No caso da pesquisa feita junto às crianças portadoras do HIV, o procedimento foi rigoroso. Foram selecionados 30 pacientes que estavam sob tratamento médico regular. Durante seis meses, os cientistas acompanharam o padrão alimentar e o estado imunológico de cada indivíduo. Em seguida, foram formados três grupos. O primeiro recebeu o suplemento alimentar durante quatro meses, enquanto o segundo tomou apenas placebo pelo mesmo período. Ao terceiro e último grupo não foi administrada qualquer substância.
Ao final do estudo, foi verificado que as crianças que ingeriram a proteína extraída do soro do leite bovino apresentaram um quatro nutricional e imunológico superior ao das demais. “Além disso, elas também tiveram uma menor incidência de doenças oportunistas”, revela o professor Sgarbieri. Ele afirma que outras pesquisas do mesmo projeto temático constataram que o produto também é eficaz no controle e redução do colesterol, no combate aos tumores intestinais induzidos por carcinógenos específicos e na prevenção de lesões gástricas induzidas por diferentes agentes ulcerogênicos.
Pó é colocado nos alimentos
A proteína do soro do leite bovino vem sendo usada em larga escala em países desenvolvidos. No Brasil, segundo o professor da FEA, isso ainda não ocorre em razão da falta de sofisticação dos laticínios. Para produzir o queijo, as fábricas promovem a coagulação do leite por intermédio de um tratamento térmico, que também tem a função de combater as bactérias. Após a coagulação, obtém-se a caseína, base para o preparo de derivados, e o soro. Acontece, porém, que esse aquecimento praticamente elimina a propriedade funcional da proteína do soro, situação agravada pela adição de sal no início do processo.

● **Material extraído**
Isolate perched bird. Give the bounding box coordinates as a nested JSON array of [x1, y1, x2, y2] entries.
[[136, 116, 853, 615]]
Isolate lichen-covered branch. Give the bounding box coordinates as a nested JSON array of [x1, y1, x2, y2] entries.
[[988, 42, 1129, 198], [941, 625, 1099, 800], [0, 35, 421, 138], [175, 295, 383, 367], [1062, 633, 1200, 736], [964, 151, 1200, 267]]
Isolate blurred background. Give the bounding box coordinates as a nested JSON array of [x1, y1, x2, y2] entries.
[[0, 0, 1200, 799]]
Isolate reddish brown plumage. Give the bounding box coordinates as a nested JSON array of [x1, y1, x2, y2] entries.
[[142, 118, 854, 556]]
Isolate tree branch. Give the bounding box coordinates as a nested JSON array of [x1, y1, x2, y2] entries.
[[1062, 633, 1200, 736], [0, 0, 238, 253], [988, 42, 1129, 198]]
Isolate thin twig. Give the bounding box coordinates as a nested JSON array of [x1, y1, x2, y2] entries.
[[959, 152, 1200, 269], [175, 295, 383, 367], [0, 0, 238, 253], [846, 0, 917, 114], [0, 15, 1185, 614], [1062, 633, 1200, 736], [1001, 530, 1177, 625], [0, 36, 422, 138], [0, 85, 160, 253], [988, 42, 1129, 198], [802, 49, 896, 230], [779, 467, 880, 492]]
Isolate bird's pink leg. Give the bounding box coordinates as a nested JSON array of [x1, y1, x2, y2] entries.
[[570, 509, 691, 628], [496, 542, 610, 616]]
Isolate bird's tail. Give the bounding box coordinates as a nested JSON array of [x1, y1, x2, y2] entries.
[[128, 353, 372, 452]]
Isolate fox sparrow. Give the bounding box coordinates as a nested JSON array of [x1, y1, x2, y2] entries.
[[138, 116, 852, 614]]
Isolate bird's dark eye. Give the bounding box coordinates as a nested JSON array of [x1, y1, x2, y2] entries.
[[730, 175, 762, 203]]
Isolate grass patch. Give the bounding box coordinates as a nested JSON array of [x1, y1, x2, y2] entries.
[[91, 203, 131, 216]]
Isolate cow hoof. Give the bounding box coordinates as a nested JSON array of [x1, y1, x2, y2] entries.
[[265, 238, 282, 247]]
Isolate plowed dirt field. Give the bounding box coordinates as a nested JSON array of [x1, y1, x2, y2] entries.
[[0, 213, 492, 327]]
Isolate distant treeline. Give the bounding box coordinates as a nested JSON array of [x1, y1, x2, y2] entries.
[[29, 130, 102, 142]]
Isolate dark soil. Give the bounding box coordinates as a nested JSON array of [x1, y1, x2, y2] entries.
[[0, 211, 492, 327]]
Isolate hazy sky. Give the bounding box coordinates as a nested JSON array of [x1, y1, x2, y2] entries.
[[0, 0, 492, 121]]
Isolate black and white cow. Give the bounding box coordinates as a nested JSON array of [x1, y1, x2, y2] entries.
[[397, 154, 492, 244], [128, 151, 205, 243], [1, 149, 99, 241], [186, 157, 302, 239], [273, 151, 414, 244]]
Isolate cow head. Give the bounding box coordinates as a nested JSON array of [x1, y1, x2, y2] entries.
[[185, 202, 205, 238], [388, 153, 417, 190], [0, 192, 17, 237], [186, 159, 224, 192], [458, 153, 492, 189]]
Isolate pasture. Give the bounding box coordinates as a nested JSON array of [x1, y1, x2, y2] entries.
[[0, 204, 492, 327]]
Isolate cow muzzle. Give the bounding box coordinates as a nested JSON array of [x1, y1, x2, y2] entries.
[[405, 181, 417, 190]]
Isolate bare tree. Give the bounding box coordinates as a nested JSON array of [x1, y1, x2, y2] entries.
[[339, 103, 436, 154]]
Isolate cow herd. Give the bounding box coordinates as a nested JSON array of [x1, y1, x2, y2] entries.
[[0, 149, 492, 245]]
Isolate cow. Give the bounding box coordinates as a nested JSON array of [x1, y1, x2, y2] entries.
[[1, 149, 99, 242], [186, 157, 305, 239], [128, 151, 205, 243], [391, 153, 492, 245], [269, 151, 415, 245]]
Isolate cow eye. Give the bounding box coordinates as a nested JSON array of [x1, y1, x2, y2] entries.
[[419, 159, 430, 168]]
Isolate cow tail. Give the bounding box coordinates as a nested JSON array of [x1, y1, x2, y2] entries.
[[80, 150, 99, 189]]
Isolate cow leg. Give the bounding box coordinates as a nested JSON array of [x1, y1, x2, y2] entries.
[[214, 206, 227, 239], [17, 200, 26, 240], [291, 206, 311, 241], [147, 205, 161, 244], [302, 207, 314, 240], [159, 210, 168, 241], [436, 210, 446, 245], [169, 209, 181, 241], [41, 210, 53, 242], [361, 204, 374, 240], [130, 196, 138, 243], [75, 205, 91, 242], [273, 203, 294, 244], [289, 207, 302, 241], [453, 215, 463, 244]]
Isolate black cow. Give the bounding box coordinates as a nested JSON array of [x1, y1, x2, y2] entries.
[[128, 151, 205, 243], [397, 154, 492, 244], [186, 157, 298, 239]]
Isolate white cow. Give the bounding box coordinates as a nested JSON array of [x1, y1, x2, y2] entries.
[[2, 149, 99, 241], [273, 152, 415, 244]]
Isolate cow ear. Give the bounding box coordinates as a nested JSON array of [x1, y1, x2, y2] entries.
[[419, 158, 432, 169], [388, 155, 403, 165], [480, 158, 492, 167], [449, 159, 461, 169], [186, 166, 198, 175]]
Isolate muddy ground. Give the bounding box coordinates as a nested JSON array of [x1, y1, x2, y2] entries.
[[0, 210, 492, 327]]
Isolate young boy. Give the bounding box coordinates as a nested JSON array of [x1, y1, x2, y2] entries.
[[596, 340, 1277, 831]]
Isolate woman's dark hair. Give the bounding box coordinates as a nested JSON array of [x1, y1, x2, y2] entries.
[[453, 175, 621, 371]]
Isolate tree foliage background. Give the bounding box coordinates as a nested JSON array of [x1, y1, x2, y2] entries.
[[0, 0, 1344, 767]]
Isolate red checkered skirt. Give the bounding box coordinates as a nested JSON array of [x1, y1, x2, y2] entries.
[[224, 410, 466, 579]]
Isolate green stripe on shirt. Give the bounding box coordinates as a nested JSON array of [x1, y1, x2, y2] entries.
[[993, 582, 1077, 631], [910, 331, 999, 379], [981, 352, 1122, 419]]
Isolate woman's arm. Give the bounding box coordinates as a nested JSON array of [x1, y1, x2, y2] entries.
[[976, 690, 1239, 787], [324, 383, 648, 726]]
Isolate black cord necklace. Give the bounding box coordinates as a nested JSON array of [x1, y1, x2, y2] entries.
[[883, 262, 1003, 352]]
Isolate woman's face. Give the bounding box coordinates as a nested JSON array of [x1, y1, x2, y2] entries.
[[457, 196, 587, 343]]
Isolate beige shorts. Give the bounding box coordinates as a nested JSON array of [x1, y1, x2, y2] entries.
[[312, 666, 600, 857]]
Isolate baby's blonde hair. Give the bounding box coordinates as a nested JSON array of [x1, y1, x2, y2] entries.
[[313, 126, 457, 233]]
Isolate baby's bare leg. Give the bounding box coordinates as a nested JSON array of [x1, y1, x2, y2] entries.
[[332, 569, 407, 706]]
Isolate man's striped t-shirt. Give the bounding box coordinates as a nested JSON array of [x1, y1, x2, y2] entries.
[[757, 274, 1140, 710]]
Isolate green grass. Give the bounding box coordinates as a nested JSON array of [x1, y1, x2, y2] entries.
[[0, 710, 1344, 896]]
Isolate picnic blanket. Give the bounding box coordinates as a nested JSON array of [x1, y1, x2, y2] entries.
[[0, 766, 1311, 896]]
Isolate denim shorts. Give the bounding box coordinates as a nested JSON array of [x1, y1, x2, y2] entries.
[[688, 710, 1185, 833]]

● **O que fazer**
No texto sobre a proteína do soro do leite, transcreva o trecho que vai de "Ao final do" até "diferentes agentes ulcerogênicos.", inclusive, e substitua "doenças oportunistas" por "infecções oportunistas". As linhas reproduzidas acima constituem material independente.

● **Exercício resolvido**
Ao final do estudo, foi verificado que as crianças que ingeriram a proteína extraída do soro do leite bovino apresentaram um quatro nutricional e imunológico superior ao das demais. “Além disso, elas também tiveram uma menor incidência de infecções oportunistas”, revela o professor Sgarbieri. Ele afirma que outras pesquisas do mesmo projeto temático constataram que o produto também é eficaz no controle e redução do colesterol, no combate aos tumores intestinais induzidos por carcinógenos específicos e na prevenção de lesões gástricas induzidas por diferentes agentes ulcerogênicos.